-- Selected text follows --

According to David M. Rosen, criticism has been levelled at the US over its support to nations which do recruit children into their armed forces. To comply with the Child Soldiers Protection Act (CSPA) in 2009 the State Department listed six nations that should be subject to sanctions under the act: Burma, Chad, the DRC, Somalia, Sudan and Yemen. On 25 October 2009, Barack Obama waived the restrictions on four of the six nations. As justification for this Obama stated that the nations involved were important in that they cooperated with interests essential to US foreign policy. The reason given for the DRC exemption was "a need to continue defense reform services and to influence the negative behaviour patterns of the military into a non-political professional force respectful of human rights." Obama also said that all four of these nations were making advances in the elimination of the use of children. However in the DRC child recruitment may actually be on the increase.

A report by MONUSCO confirmed that all parties to the conflict were recruiting girls as child soldiers, and that these children were frequently raped, or used as sex slaves or bush wives by groups such as the Union of Congolese Patriots (UPC) and Patriotic Forces for the Liberation of Congo (FPLC). In fact, according to a paper published by The International Peace Support Training Centre in Nairobi, Kenya, girls constitute a very large portion of child soldiers in the Democratic Republic of the Congo; roughly 40%. A study by Milfrid Tonheim in 2011, which surveyed many former female child soldiers in eastern Congo, also found that many of these girls return home to high levels of stigmatization, often related to the sexual abuse inflicted upon them.

-- Selected text concluded --

■ What is expected ■
Can you summarize the text on child soldiers in exactly three sentences?

-- Provided material follows --

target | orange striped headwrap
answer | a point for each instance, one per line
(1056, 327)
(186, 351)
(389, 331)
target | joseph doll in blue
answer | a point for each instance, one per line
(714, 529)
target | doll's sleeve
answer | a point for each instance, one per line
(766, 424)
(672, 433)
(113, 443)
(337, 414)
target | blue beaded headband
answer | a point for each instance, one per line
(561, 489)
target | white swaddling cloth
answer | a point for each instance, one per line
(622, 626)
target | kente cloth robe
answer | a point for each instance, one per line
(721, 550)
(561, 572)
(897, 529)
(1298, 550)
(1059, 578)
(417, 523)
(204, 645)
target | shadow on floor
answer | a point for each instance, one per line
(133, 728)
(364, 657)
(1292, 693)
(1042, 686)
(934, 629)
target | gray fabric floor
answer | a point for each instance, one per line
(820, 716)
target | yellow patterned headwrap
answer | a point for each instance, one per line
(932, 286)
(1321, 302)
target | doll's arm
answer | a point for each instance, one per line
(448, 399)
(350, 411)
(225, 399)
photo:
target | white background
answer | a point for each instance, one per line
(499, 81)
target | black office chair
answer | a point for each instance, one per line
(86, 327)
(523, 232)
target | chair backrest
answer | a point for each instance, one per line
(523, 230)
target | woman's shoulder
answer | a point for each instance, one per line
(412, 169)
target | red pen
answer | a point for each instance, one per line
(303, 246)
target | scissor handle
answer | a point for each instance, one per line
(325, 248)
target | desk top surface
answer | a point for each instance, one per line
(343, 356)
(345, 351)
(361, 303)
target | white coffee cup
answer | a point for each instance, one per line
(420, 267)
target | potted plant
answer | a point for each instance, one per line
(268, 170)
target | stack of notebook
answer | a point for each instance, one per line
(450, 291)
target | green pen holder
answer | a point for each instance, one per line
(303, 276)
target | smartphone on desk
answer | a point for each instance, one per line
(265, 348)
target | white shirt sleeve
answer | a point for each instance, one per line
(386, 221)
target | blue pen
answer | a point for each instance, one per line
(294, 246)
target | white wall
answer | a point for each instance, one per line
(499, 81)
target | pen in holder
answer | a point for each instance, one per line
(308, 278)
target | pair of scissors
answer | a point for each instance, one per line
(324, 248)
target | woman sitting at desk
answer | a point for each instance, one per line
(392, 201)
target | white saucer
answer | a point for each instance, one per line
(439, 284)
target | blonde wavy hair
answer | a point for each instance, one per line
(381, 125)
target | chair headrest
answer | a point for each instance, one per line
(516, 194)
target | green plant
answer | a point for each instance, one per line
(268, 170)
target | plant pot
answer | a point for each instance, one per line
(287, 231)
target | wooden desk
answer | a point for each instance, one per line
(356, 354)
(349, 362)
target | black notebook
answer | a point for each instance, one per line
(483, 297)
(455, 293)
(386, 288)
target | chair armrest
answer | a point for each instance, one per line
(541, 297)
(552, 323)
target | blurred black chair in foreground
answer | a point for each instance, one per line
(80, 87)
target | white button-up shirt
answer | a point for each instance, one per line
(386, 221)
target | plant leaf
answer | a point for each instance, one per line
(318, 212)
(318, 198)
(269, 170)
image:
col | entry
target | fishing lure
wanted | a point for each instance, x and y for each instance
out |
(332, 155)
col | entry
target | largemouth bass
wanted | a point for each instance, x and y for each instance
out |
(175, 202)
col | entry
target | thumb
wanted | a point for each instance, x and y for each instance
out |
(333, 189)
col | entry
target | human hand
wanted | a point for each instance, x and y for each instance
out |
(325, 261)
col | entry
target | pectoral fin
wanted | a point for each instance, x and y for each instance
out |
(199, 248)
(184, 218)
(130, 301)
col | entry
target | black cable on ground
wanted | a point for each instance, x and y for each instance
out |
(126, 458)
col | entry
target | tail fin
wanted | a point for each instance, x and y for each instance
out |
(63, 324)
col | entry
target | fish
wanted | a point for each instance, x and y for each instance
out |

-- Provided material concluded --

■ Answer section ■
In 2009 the State Department listed six nations for sanctions under the Child Soldiers Protection Act, but Obama waived the restrictions on four of them, saying they cooperated with interests essential to US foreign policy and were making advances in eliminating the use of children. Child recruitment in the DRC, however, may actually be increasing, and girls make up roughly 40% of child soldiers there. A MONUSCO report found that all parties to the conflict recruited girls, who were frequently raped or used as sex slaves or bush wives, and a 2011 study found that many former female child soldiers in eastern Congo return home to high levels of stigmatization.